Extrait du document:
>>>

Avant de devenir ces divinités universelles et terribles, les forces malfaisantes étaient personnifiées par des monstres locaux qui sortaient de leurs antres pour répandre la dévastation et la terreur. Ce sont les dragons de la fable, les grenouilles et les tarasques, les Minotaure et les Fafner, devenus, dans leurs formes primitives, des monstres d'opéra, Ils sont restés dans leurs formes modernes, l'Eglise, la Patrie, l'Etat, le Capitalisme, des fétiches inassouvissables qui font peser leur puissance empoisonnée et autrement malfaisante sur les hommes toujours terrorisés. Tout l'univers a été et est resté un immense fétiche, jusque dans ses infiniments petits. Si l'homme primitif avait connu le microbe, il lui aurait dressé des autels comme au soleil et à la lune. Les Géorgiens, par leurs flatteries, cherchaient à séduire la peste pour qu'elle les épargnât. En 1720, lorsque ce fléau ravagea Marseille, on fit des processions et on promena des reliques de saints dans les rues pour le conjurer. On ne cesse pas de faire des processions semblables pour appeler la pluie sur les campagnes desséchées, de demander au ciel sa protection contre toutes sorte de calamités et de se lever pour la guerre au cri de « Dieu le veut », comme le primitif prenait les armes sur un geste du sorcier.

Ainsi, par le totémisme et le fétichisme s'exprimèrent les premières formes du naturisme, « religion née spontanément de la croyante aux génies innombrables représentant les forces de la nature ». (E. Reclus.) De cette croyance se formèrent les récits fabuleux, les légendes, les mythes dont les développements tireraient un caractère de plus en plus mystérieux de l'animisme.

<<<

Données d'étiquetage de coordonnées:
>>>

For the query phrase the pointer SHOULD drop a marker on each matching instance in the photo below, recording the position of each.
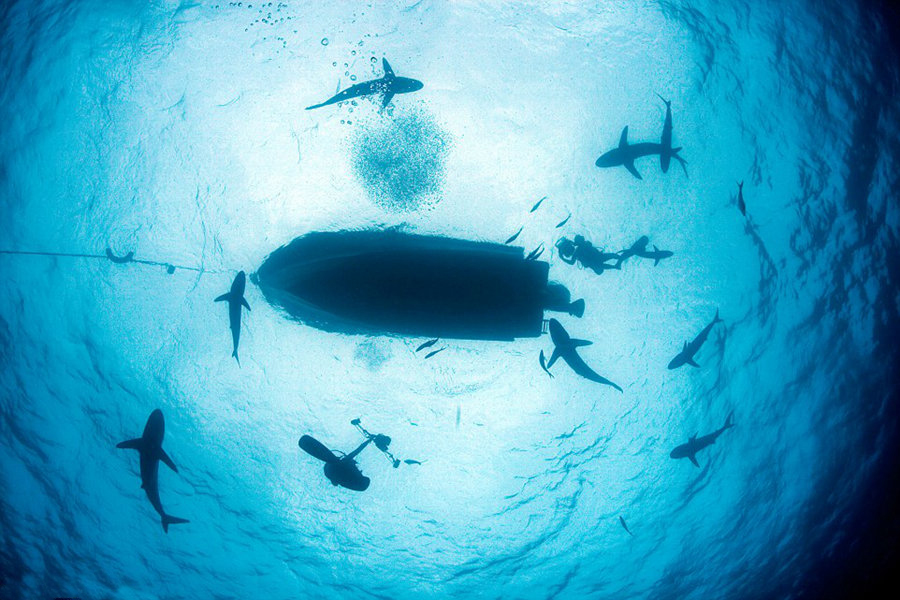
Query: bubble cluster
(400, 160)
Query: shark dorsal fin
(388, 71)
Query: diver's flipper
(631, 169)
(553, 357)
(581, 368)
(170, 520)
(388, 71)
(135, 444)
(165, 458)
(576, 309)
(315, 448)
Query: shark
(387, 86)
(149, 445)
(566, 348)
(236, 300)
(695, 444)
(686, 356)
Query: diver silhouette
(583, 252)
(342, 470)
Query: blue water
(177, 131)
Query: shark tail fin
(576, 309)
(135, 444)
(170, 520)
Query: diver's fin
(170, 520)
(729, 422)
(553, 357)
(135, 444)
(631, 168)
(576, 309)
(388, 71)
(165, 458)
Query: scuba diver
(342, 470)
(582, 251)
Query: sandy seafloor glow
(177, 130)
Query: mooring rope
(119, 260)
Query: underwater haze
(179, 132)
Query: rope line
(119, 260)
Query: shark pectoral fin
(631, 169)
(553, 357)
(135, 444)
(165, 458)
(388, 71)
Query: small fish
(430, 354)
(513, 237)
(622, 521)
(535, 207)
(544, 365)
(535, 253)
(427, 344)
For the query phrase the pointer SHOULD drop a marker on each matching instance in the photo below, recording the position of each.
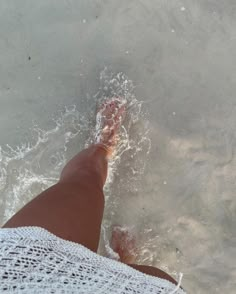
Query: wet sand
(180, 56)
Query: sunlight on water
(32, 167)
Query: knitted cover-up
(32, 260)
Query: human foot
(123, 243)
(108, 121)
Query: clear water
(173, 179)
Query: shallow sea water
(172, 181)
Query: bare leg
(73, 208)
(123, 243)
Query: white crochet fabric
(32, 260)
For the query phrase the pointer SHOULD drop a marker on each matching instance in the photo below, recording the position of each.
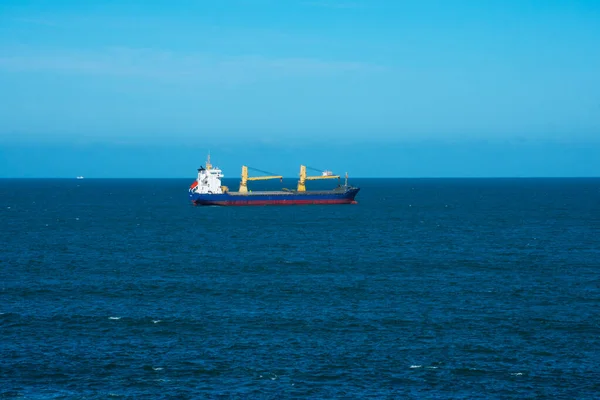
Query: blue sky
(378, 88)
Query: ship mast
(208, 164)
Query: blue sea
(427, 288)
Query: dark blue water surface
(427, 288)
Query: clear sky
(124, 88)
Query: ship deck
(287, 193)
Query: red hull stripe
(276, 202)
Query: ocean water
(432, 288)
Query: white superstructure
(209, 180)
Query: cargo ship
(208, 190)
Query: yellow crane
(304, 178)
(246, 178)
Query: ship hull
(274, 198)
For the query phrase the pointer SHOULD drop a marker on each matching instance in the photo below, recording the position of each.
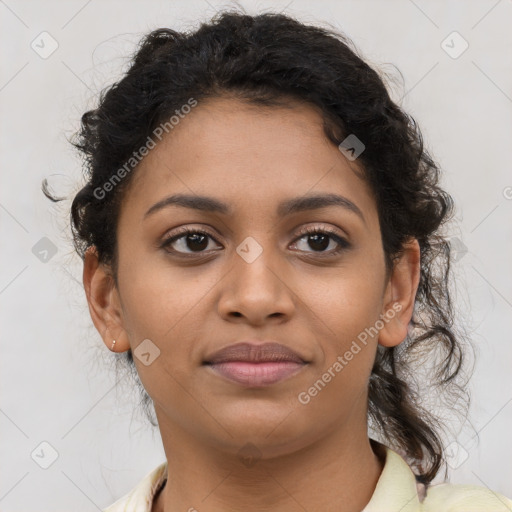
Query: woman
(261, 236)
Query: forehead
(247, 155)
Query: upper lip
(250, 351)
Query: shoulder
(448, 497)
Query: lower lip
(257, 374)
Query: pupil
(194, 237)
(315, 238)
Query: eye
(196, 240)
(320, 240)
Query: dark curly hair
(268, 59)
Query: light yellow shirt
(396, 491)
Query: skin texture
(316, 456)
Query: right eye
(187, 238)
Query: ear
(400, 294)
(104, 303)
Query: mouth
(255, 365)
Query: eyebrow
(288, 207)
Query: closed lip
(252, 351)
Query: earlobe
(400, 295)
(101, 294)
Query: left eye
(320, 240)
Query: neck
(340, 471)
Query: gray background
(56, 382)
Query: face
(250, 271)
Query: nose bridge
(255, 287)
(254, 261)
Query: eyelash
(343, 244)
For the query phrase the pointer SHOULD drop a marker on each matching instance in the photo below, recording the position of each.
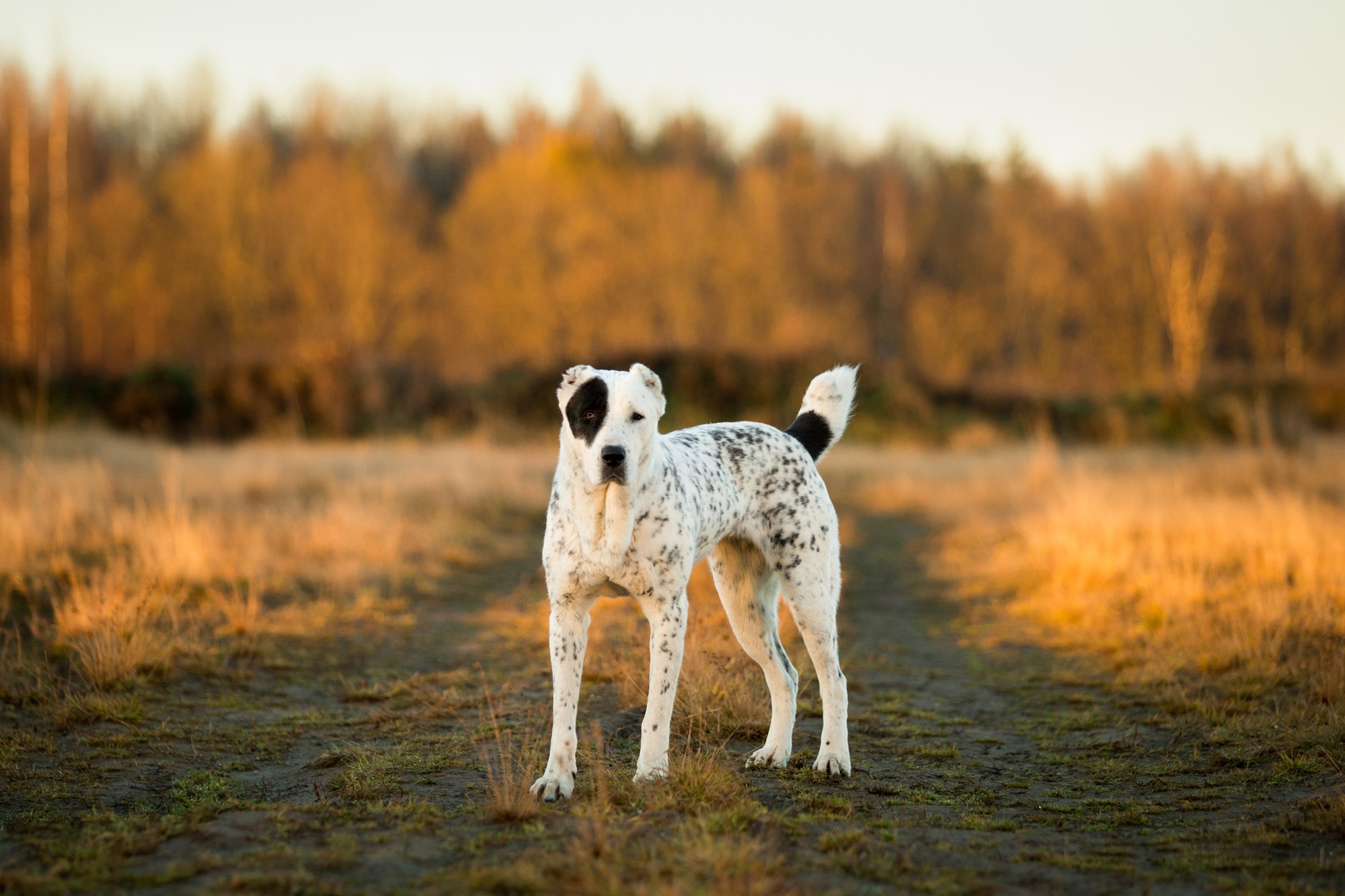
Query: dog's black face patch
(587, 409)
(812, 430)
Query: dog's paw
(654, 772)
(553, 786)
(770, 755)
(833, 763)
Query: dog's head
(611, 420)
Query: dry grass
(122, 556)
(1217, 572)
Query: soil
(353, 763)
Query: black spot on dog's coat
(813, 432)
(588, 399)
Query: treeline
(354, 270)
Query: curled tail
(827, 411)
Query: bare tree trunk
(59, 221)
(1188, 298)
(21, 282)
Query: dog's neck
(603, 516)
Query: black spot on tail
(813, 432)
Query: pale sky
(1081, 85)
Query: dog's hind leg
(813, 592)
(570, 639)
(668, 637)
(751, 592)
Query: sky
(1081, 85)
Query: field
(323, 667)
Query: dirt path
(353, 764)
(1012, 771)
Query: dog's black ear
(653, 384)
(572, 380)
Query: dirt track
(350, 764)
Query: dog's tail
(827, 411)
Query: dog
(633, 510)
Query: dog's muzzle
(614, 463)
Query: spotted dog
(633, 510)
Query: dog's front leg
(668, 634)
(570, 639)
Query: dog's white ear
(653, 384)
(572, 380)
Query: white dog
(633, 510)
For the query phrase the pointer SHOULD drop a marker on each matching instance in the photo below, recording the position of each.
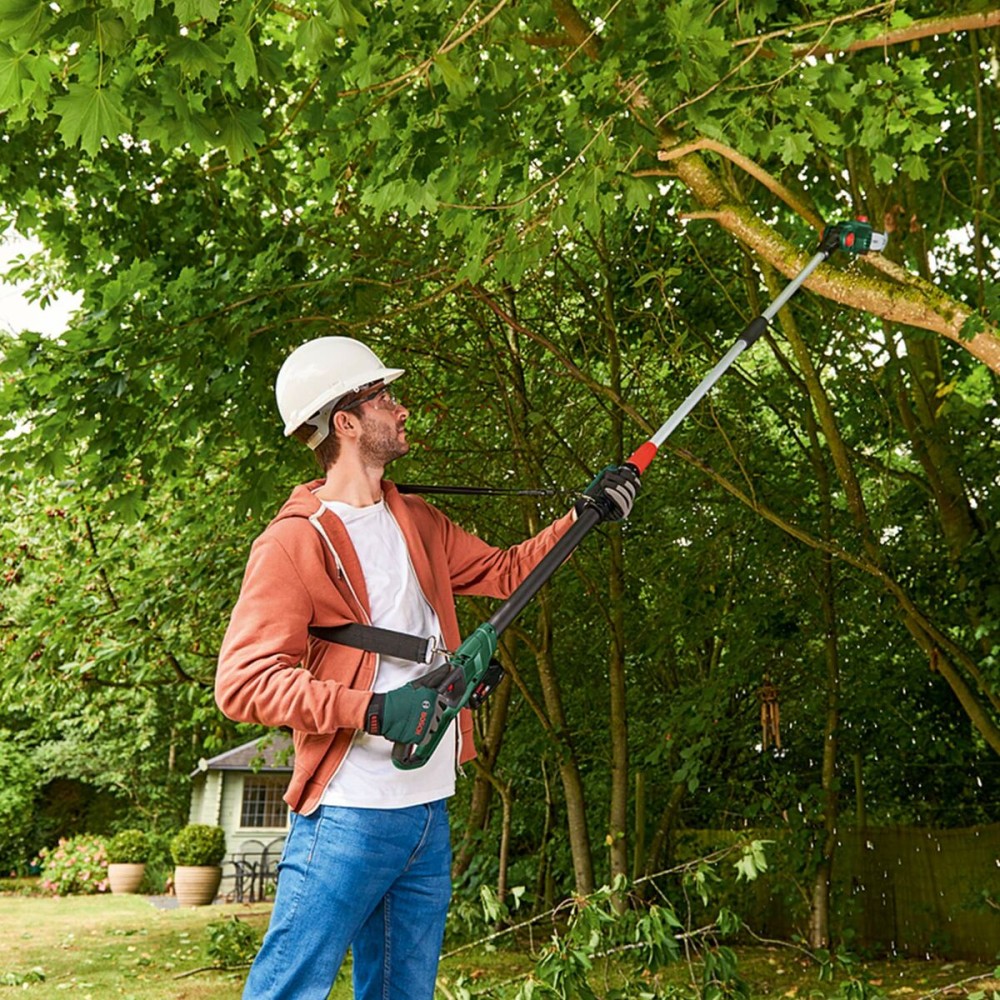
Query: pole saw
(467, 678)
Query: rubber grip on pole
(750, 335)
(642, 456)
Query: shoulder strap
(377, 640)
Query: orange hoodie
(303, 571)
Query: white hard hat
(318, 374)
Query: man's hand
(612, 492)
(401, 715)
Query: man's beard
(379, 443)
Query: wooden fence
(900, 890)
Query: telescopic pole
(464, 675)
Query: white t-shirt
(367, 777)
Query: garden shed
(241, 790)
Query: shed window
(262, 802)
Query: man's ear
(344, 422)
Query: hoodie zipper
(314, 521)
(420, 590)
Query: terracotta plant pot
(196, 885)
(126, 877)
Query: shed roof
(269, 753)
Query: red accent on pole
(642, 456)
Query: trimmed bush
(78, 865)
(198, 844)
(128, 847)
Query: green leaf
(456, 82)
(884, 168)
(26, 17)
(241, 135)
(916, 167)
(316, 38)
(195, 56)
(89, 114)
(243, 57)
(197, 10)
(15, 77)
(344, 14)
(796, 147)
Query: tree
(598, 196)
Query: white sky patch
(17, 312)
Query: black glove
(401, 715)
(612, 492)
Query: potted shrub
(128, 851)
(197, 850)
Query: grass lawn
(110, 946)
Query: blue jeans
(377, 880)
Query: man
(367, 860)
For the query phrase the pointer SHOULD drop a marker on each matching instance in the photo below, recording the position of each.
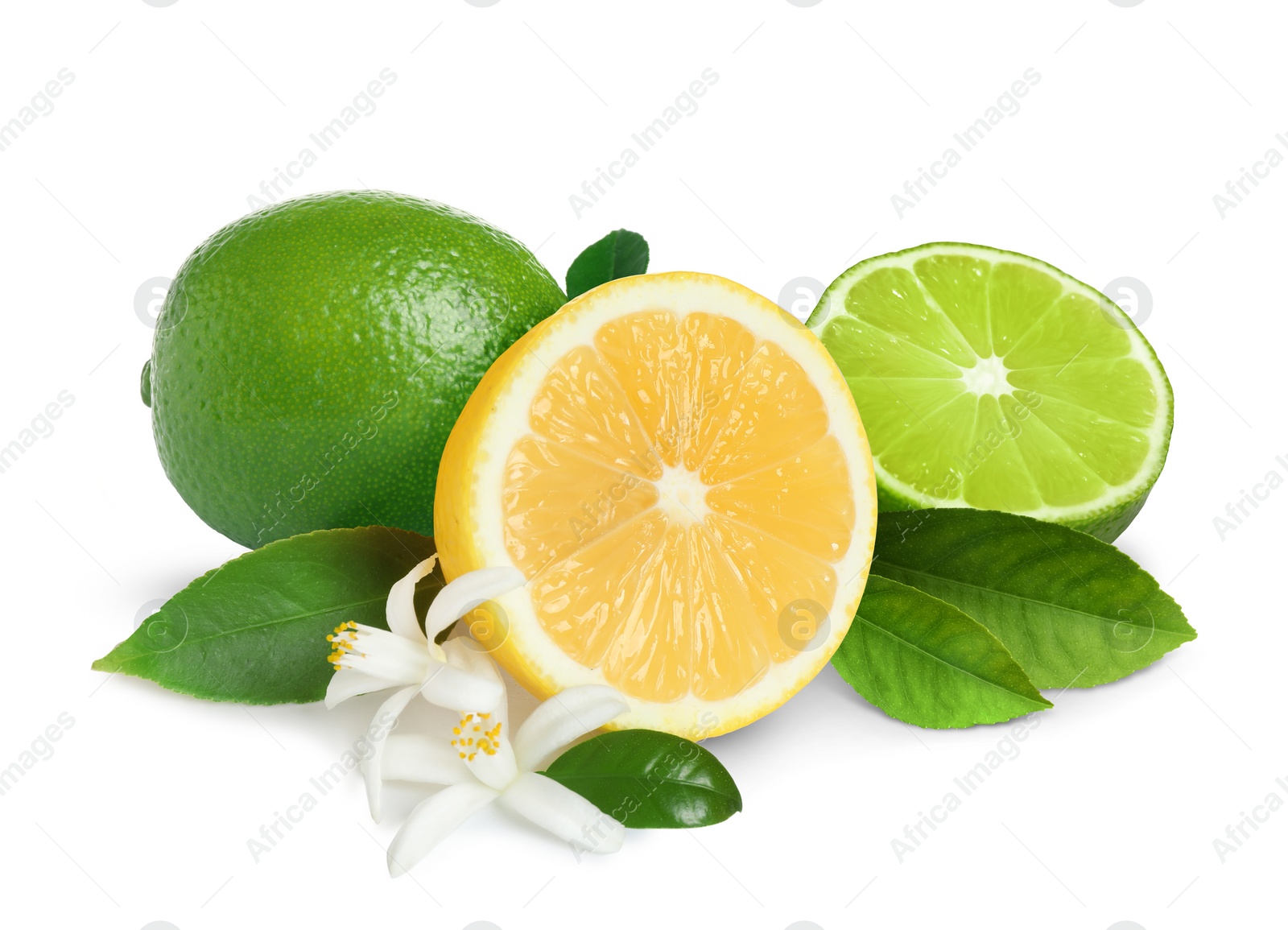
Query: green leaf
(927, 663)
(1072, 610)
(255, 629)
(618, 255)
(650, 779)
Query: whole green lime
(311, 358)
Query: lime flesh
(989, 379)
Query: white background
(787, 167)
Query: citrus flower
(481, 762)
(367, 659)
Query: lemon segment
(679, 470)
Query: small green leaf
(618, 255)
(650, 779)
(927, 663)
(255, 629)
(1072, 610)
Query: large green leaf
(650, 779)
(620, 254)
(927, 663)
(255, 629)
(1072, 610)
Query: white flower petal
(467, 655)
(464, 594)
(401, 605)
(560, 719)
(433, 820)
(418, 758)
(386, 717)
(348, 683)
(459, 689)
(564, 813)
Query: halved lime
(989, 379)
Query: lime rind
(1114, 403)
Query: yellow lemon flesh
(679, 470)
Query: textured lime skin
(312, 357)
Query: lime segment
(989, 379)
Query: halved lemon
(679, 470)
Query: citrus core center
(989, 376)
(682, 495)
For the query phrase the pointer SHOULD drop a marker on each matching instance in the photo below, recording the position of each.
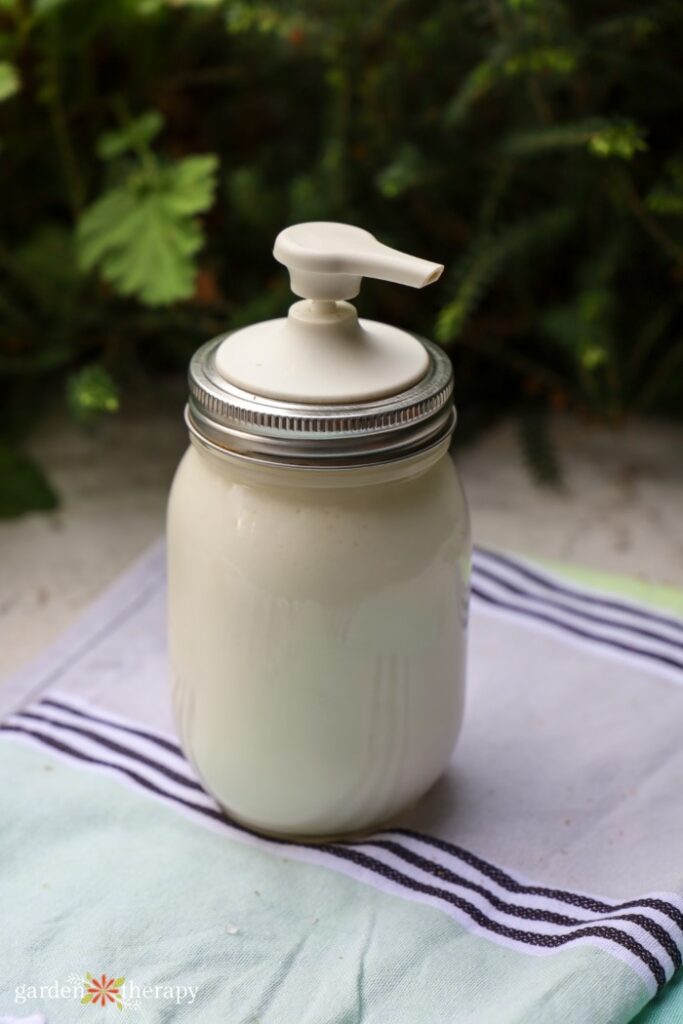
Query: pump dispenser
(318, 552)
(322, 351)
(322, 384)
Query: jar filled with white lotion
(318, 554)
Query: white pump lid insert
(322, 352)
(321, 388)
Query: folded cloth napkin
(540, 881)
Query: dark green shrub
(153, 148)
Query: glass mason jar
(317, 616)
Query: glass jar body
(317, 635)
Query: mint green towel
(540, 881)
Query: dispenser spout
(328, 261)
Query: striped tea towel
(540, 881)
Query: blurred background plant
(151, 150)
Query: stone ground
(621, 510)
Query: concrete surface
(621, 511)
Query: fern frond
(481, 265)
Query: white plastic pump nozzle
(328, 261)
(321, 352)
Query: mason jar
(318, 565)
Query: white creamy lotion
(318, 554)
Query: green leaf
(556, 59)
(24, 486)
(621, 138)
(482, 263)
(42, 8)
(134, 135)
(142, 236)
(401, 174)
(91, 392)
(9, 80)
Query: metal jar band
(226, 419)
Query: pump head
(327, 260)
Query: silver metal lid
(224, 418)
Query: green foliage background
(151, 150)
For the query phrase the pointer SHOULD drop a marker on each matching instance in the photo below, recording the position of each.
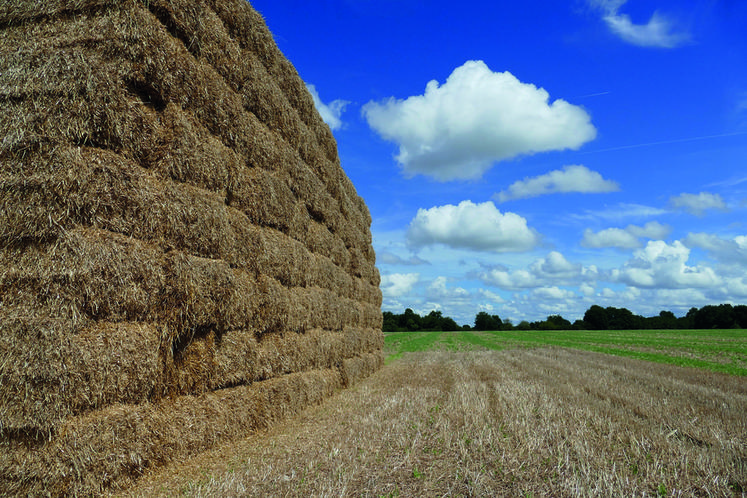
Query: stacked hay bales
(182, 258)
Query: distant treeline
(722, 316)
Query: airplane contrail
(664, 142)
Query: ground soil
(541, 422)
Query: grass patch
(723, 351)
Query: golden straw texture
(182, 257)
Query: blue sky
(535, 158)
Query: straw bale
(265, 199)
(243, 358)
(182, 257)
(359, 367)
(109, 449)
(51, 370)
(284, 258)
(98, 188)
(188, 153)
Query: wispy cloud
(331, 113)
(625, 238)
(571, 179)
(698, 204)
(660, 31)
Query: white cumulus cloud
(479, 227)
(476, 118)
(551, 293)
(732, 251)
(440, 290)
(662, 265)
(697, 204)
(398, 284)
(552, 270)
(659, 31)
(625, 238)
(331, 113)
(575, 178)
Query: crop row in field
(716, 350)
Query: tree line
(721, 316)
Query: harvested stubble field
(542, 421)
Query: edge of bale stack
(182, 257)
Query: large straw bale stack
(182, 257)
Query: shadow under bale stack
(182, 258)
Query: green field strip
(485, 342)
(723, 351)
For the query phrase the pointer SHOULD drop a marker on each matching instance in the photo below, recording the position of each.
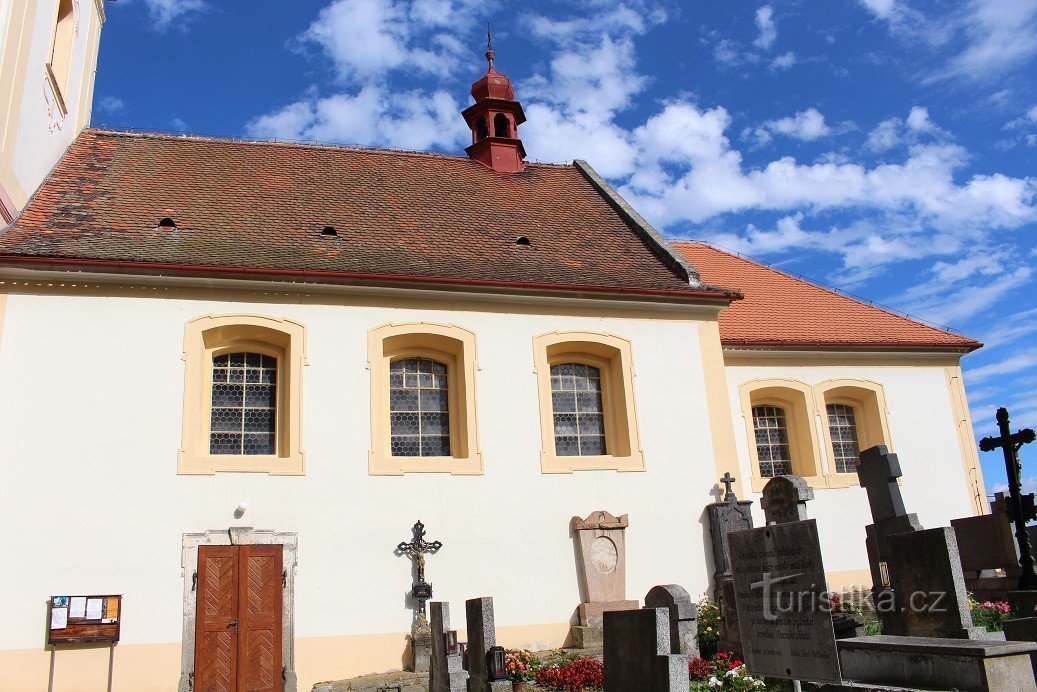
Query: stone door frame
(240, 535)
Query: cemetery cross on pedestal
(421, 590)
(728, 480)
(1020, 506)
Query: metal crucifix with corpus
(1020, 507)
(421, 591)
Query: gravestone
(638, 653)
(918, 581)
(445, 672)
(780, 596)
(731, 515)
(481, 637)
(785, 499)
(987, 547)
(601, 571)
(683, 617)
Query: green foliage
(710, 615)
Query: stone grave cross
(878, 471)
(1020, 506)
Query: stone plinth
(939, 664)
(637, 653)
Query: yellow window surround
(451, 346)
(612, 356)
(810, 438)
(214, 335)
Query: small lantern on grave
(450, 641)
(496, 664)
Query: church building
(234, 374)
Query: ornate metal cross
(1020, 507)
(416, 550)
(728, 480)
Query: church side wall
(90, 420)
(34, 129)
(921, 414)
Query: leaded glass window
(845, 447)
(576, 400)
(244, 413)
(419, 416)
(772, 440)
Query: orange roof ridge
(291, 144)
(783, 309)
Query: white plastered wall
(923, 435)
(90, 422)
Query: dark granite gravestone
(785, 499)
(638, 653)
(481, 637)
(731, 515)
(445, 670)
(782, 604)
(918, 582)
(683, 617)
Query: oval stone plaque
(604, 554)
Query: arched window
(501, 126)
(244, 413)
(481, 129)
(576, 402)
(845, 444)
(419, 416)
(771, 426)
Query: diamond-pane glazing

<<<

Exercice court:
Mettez à jour le passage du texte sur le fétichisme qui s'ouvre sur les mots contenant "Ainsi, par le" et se ferme sur "mystérieux de l'animisme.", en y remplaçant "légendes" par "contes". Les lignes forment un matériau à part, sans lien avec le texte sur le fétichisme.

Réponse finale:
Ainsi, par le totémisme et le fétichisme s'exprimèrent les premières formes du naturisme, « religion née spontanément de la croyante aux génies innombrables représentant les forces de la nature ». (E. Reclus.) De cette croyance se formèrent les récits fabuleux, les contes, les mythes dont les développements tireraient un caractère de plus en plus mystérieux de l'animisme.